**INSTRUCTIONS FOR THE TASK:** Reproduce the holiday-season food blog passage word for word.

**DOCUMENT PASSAGE:**
start
In all honesty, I don’t think I’ll ever avoid feeling the tinsy-bit out of my goddamn mind during this time of year, so I decided to surrender to the season with love. With compassion for my body and my mental health. Submit to the stress with an open heart to my friends and family. Letting it fall like snow.
I cannot contribute to the over-saturation of food blogs with recipes for cookies, cakes, and mulled wine. There’s simply too much holiday lavishness floating around for me to keep my head on straight. No shade, but that’s not what I need right now. What I need right now is balance—balance of the body and spirit. I need to counteract the sickly feeling of sugar. Need to stop myself from lashing out at people who don’t deserve it. I need fresh vegetables and something spicy that resembles absolutely non of the Franco-Spanish cooking that will adorn the dining table.
SO here’s what I have to offer to you, my fellow stressed out little elves.
Start with pickles.
end
(Coordinate annotation records)
start
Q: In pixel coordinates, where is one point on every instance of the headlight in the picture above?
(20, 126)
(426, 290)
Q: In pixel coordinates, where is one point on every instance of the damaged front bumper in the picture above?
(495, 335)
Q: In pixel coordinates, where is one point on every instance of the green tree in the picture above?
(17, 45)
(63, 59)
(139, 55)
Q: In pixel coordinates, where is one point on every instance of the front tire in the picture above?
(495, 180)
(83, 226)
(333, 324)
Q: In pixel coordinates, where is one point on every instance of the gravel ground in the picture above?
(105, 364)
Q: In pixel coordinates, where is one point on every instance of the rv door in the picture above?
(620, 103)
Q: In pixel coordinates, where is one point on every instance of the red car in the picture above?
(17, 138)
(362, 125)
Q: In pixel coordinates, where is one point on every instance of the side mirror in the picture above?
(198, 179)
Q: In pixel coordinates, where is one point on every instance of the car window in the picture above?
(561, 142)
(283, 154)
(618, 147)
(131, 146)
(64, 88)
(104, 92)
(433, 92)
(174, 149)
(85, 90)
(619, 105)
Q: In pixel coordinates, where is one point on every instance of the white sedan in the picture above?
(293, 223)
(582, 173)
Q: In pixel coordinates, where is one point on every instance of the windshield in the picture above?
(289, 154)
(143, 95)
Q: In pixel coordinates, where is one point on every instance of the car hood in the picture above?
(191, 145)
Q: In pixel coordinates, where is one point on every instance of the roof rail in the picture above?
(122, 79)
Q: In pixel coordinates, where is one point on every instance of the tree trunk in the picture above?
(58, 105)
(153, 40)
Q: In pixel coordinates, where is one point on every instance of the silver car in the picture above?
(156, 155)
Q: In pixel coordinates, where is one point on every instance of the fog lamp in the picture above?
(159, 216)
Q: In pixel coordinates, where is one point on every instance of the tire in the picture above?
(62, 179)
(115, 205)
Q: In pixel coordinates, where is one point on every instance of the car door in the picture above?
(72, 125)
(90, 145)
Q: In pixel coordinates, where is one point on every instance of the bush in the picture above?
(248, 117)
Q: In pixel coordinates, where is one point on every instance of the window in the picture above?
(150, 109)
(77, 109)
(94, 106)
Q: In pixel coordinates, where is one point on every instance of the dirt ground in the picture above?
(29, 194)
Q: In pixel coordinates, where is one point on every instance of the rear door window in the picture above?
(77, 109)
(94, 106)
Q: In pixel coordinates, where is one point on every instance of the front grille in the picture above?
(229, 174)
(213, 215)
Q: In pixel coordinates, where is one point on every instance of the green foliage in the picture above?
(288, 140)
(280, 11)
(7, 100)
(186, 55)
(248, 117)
end
**THE COMPLETED TASK:**
In all honesty, I don’t think I’ll ever avoid feeling the tinsy-bit out of my goddamn mind during this time of year, so I decided to surrender to the season with love. With compassion for my body and my mental health. Submit to the stress with an open heart to my friends and family. Letting it fall like snow.
I cannot contribute to the over-saturation of food blogs with recipes for cookies, cakes, and mulled wine. There’s simply too much holiday lavishness floating around for me to keep my head on straight. No shade, but that’s not what I need right now. What I need right now is balance—balance of the body and spirit. I need to counteract the sickly feeling of sugar. Need to stop myself from lashing out at people who don’t deserve it. I need fresh vegetables and something spicy that resembles absolutely non of the Franco-Spanish cooking that will adorn the dining table.
SO here’s what I have to offer to you, my fellow stressed out little elves.
Start with pickles.